Supplied records:
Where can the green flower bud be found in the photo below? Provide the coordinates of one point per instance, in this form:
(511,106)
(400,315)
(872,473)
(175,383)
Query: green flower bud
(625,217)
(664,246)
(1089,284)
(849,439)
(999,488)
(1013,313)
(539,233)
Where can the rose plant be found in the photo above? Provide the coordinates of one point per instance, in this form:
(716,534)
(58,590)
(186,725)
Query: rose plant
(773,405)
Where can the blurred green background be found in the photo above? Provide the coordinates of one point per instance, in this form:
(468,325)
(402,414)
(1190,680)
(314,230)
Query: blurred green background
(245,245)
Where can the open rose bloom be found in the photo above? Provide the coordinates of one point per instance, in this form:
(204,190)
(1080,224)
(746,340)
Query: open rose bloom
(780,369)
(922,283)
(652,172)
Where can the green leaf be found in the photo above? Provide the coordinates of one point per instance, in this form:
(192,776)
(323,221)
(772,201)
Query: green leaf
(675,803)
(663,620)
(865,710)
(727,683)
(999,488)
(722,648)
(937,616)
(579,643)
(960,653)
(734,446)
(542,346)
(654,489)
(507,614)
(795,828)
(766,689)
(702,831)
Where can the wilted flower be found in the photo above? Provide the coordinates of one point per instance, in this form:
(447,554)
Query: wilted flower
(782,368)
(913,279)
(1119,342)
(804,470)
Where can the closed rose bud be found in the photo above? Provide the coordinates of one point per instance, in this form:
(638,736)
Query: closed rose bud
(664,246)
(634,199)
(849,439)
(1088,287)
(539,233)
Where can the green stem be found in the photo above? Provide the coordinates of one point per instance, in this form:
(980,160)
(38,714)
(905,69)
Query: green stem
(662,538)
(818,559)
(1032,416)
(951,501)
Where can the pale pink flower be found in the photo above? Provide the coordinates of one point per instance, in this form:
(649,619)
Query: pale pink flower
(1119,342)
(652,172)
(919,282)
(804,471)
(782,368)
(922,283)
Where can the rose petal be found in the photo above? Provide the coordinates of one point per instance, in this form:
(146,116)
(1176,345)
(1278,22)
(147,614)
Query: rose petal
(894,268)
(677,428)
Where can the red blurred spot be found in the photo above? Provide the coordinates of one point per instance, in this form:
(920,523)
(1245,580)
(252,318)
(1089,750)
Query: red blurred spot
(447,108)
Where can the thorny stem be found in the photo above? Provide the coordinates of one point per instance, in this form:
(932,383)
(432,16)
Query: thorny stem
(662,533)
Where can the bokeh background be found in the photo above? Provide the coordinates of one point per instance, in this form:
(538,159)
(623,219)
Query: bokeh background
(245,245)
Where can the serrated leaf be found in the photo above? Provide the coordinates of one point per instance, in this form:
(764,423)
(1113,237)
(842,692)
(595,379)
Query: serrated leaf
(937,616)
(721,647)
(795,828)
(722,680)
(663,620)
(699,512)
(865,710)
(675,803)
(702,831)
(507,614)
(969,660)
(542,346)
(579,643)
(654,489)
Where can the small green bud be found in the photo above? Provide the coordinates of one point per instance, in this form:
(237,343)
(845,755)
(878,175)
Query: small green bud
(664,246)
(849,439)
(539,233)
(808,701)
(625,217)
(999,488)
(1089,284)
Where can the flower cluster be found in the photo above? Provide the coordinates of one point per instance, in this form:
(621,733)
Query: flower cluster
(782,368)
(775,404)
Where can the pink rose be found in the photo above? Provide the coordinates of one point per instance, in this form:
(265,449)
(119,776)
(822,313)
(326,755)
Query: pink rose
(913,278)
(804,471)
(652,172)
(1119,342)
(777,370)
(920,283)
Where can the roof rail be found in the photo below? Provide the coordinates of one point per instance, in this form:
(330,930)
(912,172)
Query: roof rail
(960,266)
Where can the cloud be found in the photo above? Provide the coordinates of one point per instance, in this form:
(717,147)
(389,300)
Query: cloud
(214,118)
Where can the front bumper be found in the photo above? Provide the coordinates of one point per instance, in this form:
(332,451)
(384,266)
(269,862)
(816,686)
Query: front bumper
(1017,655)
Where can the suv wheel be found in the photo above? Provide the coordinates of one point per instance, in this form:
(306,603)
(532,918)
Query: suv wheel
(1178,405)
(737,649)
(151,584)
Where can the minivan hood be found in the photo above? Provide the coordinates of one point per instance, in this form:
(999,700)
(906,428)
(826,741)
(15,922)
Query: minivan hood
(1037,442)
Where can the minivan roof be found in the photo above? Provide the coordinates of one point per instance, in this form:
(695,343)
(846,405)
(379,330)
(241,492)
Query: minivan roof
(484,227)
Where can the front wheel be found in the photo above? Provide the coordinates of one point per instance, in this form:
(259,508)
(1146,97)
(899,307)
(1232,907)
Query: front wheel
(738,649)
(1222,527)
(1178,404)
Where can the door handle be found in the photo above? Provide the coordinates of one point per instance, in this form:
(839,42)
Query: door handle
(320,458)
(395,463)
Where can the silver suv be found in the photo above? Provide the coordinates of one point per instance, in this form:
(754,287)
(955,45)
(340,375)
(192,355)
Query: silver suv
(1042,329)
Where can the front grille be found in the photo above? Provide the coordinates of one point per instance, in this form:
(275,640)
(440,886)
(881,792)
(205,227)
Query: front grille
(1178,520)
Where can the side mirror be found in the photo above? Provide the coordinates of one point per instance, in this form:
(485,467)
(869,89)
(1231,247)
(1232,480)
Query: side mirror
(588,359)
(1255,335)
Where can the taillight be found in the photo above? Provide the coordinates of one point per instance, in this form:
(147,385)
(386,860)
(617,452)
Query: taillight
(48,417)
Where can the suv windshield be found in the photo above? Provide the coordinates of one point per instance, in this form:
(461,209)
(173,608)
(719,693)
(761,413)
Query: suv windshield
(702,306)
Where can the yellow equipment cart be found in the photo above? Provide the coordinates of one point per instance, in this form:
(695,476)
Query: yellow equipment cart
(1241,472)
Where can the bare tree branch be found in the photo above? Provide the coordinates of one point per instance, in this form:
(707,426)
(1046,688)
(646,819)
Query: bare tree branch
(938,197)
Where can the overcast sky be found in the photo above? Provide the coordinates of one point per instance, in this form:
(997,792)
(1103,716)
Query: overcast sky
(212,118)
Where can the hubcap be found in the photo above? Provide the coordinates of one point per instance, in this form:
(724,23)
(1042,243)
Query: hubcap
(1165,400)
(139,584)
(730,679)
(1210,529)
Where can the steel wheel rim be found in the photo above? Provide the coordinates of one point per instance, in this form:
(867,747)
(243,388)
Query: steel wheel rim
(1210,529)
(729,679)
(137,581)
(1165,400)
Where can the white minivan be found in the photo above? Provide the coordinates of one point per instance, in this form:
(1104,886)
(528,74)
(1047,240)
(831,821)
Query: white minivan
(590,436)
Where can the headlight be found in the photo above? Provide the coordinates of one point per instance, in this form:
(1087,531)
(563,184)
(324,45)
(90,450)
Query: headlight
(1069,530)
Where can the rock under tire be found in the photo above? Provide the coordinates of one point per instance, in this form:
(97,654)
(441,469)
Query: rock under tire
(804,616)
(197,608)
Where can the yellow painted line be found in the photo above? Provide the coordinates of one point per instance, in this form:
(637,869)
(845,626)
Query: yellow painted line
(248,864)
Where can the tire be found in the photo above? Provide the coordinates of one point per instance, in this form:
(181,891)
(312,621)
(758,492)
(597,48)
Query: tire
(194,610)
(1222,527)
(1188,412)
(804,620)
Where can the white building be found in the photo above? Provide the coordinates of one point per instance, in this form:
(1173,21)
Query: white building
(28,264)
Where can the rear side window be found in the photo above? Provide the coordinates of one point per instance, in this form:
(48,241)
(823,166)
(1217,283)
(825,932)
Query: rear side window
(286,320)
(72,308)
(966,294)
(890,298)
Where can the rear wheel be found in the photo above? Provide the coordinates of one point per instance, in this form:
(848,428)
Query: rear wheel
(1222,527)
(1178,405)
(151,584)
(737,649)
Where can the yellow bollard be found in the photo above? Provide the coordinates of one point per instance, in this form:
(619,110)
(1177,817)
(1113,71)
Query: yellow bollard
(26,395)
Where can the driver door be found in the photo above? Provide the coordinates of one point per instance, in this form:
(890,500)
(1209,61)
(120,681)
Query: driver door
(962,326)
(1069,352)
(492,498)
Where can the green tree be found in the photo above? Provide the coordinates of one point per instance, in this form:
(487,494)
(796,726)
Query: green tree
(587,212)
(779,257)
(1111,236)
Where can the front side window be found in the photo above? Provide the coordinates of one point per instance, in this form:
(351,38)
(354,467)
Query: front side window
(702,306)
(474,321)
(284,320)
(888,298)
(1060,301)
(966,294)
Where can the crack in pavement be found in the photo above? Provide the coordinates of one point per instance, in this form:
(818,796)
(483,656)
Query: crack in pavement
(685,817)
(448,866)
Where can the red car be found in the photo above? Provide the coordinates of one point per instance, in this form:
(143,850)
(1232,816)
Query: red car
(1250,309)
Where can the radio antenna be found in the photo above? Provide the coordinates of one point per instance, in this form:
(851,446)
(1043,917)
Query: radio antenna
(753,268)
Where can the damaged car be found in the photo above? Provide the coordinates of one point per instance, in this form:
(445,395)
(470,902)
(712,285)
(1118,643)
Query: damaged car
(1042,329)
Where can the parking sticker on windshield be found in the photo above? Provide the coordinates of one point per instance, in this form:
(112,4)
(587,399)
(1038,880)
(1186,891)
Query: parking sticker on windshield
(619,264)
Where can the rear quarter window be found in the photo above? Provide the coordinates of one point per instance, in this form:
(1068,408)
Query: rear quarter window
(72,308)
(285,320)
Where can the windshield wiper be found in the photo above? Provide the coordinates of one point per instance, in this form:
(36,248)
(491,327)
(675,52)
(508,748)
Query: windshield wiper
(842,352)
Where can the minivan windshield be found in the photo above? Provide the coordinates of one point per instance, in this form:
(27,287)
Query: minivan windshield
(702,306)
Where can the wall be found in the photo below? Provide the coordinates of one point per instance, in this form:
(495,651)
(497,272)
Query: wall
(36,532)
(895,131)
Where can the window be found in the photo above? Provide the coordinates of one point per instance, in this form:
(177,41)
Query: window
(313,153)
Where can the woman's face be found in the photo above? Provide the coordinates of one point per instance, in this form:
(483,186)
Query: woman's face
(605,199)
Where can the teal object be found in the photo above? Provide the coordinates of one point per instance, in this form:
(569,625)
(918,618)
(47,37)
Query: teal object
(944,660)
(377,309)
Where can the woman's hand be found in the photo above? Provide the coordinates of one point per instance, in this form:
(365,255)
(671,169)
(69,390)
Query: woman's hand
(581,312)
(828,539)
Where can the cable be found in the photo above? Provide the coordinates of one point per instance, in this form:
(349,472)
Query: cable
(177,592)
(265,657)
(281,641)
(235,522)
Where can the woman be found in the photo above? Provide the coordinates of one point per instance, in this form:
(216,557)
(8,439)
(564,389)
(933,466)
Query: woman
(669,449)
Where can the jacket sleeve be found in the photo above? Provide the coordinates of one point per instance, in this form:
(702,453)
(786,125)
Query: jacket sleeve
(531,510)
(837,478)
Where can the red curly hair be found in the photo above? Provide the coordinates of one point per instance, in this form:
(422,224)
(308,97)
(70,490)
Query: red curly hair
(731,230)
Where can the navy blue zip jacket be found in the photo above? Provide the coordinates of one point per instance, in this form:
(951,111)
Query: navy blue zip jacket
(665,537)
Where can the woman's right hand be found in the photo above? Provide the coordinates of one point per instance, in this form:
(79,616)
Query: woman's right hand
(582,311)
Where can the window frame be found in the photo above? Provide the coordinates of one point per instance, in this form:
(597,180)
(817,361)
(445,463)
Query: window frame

To do: Reproduce the final stretch of the data above: every line from the one holding "Where can the woman be" through the end, inclusive, exactly as written and nothing else.

Exercise answer:
Where can the woman be found in the photo above? Provide the coordinates of one point per instance, in this form:
(216,557)
(8,439)
(564,389)
(933,466)
Query: woman
(669,449)
Where can the jacket sleeve be found in the photo above? Provide the coordinates of one point per instance, in this form:
(702,453)
(786,125)
Query: jacket sleeve
(531,510)
(837,478)
Where can the red curly hair be found in the photo above? Provide the coordinates of one point per instance, in this form:
(422,224)
(308,97)
(70,490)
Query: red curly hair
(731,230)
Where can the navy blue zip jacket be found in the photo above? Provide the coordinates of one point per instance, in this form:
(951,111)
Query: navy blue zip jacket
(665,537)
Where can the woman's right hand be found in the photo above? Provide the coordinates of one point per instance, in this form:
(79,616)
Query: woman's right hand
(582,311)
Where can the window frame be found in the photo above? Provide the coordinates of one point per instance, in this form:
(597,180)
(817,361)
(445,463)
Query: window frame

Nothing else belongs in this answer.